Collection entries:
# # # # #
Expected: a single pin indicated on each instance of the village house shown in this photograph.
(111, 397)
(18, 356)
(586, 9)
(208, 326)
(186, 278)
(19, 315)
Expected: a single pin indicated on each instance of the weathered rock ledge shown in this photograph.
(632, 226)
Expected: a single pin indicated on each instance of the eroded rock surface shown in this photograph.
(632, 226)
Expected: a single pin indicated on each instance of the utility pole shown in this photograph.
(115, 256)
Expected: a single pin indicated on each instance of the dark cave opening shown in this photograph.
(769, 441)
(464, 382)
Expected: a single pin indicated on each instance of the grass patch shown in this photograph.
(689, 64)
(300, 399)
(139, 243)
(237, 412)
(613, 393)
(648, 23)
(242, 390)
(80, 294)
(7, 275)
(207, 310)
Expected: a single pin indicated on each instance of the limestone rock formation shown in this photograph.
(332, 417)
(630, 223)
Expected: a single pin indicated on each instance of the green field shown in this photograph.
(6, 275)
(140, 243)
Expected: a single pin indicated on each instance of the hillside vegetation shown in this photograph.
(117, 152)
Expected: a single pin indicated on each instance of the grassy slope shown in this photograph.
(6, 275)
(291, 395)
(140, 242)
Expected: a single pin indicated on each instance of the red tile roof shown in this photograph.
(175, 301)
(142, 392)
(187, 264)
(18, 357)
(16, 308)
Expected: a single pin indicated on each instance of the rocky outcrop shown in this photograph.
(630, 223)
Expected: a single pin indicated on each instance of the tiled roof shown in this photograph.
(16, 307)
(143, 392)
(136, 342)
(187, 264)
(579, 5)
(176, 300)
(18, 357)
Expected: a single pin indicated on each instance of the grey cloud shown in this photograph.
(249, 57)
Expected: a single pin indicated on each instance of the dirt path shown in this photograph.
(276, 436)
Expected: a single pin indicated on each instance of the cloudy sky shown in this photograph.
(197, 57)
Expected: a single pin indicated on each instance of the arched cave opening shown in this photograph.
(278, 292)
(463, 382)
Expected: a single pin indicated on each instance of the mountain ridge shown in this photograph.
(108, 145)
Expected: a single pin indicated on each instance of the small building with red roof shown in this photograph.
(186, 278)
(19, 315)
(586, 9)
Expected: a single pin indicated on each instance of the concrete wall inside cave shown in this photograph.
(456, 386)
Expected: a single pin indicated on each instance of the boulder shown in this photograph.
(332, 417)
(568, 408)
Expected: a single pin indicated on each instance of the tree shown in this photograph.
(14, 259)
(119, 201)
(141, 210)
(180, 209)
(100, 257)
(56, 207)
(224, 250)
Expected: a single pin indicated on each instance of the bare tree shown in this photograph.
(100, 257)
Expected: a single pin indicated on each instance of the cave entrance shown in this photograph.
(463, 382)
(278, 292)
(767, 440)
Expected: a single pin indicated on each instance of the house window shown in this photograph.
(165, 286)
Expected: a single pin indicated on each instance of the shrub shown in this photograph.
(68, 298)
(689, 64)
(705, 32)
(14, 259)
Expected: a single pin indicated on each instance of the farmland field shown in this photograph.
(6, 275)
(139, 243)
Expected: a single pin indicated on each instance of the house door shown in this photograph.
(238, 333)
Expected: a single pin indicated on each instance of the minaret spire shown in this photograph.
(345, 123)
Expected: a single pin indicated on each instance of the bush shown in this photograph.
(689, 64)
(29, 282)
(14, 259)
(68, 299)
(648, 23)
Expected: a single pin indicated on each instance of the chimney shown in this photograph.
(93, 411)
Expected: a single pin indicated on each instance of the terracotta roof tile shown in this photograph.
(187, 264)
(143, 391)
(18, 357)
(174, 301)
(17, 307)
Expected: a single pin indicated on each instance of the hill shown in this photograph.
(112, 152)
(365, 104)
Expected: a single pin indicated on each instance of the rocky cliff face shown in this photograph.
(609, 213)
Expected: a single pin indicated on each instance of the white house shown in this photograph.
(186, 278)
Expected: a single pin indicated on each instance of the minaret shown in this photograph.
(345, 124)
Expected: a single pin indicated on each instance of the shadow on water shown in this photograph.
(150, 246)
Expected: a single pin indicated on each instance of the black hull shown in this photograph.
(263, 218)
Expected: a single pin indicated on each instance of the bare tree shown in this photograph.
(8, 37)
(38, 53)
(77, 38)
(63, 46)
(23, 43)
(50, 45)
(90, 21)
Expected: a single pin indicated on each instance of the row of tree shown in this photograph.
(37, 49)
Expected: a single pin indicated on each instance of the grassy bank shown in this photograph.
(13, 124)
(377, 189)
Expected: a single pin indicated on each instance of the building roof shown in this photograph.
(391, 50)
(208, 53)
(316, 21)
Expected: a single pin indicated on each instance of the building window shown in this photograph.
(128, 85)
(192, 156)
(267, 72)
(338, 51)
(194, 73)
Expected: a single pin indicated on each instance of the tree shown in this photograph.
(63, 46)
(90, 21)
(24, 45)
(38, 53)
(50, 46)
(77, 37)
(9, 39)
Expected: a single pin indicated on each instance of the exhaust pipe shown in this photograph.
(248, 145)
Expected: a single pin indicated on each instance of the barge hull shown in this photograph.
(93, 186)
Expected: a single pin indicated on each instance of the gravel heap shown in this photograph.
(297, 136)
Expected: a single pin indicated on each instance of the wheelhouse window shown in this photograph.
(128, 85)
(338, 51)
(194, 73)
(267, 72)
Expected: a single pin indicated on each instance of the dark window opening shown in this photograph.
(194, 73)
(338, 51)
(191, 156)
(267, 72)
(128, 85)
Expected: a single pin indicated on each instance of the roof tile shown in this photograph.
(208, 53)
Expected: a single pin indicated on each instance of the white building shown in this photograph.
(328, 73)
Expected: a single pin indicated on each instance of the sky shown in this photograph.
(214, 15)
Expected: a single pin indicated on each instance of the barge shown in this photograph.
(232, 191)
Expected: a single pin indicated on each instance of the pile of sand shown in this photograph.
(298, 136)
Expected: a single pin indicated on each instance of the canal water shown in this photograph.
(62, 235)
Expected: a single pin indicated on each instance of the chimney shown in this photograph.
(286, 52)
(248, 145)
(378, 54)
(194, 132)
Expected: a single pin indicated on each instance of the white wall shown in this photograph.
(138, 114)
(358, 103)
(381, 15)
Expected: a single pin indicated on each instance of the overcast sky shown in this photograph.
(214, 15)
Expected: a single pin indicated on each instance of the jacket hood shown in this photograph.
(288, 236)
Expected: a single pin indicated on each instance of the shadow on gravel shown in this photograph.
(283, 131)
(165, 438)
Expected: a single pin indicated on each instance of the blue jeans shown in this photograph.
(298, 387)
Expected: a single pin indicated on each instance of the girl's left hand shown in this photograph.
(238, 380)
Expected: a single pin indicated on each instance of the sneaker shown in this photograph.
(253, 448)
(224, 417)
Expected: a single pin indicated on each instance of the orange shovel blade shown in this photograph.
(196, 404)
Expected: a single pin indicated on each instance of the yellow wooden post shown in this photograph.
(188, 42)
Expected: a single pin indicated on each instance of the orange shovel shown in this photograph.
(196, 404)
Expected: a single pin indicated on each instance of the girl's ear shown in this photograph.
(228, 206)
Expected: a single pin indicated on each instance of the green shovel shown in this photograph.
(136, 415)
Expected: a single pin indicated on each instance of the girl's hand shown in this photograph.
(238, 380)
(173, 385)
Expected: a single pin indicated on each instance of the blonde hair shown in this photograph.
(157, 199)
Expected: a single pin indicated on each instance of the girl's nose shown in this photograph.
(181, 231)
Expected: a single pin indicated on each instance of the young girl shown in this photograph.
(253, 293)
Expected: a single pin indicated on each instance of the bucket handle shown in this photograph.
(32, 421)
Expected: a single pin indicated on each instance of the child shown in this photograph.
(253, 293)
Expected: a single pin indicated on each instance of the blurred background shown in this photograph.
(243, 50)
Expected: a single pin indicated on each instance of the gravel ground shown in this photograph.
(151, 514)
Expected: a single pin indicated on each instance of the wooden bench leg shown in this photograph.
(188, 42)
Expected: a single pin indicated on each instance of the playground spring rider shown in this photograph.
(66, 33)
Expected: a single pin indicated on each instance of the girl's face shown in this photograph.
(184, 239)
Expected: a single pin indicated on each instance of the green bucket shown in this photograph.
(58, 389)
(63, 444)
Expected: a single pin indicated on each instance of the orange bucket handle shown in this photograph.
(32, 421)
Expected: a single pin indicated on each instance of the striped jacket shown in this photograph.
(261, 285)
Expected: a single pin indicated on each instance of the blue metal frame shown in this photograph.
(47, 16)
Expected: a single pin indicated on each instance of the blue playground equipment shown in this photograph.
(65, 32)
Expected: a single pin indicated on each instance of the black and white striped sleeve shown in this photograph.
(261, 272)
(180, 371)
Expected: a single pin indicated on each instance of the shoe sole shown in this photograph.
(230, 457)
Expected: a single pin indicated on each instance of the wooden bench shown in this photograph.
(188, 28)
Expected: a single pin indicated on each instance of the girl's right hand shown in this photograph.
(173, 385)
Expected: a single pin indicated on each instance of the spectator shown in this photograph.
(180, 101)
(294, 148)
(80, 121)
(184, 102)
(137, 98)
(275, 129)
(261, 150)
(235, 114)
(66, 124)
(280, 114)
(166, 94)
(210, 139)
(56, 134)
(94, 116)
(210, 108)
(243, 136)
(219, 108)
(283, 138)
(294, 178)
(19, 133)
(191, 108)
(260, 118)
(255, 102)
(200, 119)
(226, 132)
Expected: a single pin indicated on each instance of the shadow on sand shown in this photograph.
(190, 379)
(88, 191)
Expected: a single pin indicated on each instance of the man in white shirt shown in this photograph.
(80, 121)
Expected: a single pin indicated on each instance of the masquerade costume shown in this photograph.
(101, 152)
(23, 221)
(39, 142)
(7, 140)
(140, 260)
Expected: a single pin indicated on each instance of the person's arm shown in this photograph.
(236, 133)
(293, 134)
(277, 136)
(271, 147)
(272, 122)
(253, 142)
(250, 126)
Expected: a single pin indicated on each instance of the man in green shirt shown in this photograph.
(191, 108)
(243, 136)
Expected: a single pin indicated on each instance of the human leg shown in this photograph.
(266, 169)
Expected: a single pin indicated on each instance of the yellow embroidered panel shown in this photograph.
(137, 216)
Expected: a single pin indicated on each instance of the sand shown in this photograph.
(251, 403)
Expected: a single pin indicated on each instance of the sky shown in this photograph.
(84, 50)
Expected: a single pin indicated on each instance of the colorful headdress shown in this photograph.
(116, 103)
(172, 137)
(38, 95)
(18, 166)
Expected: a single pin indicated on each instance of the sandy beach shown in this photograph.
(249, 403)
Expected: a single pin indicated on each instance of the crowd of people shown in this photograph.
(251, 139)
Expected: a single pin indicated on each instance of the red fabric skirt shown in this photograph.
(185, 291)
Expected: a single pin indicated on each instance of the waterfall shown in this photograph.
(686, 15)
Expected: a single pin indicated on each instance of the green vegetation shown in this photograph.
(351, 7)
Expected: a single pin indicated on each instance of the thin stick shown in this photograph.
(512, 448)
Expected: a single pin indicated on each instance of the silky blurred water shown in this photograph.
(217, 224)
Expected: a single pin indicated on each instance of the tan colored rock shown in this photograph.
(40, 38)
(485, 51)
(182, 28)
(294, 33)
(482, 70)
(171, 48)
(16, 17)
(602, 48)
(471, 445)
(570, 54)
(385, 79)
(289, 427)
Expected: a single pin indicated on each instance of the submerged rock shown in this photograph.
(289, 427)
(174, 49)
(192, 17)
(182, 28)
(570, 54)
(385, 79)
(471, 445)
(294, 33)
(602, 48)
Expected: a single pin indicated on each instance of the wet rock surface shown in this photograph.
# # # # #
TASK DESCRIPTION: Exact copies of the lines from the one holding "Expected: a single pin indicated on each instance of the sandy" to the end of the entries are all that should be written.

EXPECTED ANSWER:
Expected: a single pin indicated on each instance of the sandy beach shown in this photograph.
(249, 403)
Expected: a single pin indicated on each instance of the crowd of people shown in this photograph.
(251, 139)
Expected: a single pin indicated on each instance of the red fabric skirt shown in this photograph.
(185, 291)
Expected: a single pin indicated on each instance of the waterfall shown in this photograph.
(686, 15)
Expected: a single pin indicated on each instance of the green vegetation shown in this photograph.
(351, 7)
Expected: a single pin indicated on each instance of the thin stick shown in this photograph.
(512, 448)
Expected: a single pin indicated on each instance of the silky blurred water shown in this photograph.
(217, 224)
Expected: a single pin indicated on each instance of the tan colored rock shown in this photograph.
(40, 38)
(485, 51)
(182, 28)
(294, 33)
(482, 70)
(171, 48)
(16, 17)
(602, 48)
(471, 445)
(570, 54)
(385, 79)
(289, 427)
Expected: a single pin indicated on each instance of the submerged rock shown in this photograph.
(289, 427)
(174, 49)
(192, 17)
(182, 28)
(570, 54)
(385, 79)
(471, 445)
(294, 33)
(602, 48)
Expected: a single pin indicated on each instance of the wet rock surface shown in this photograph.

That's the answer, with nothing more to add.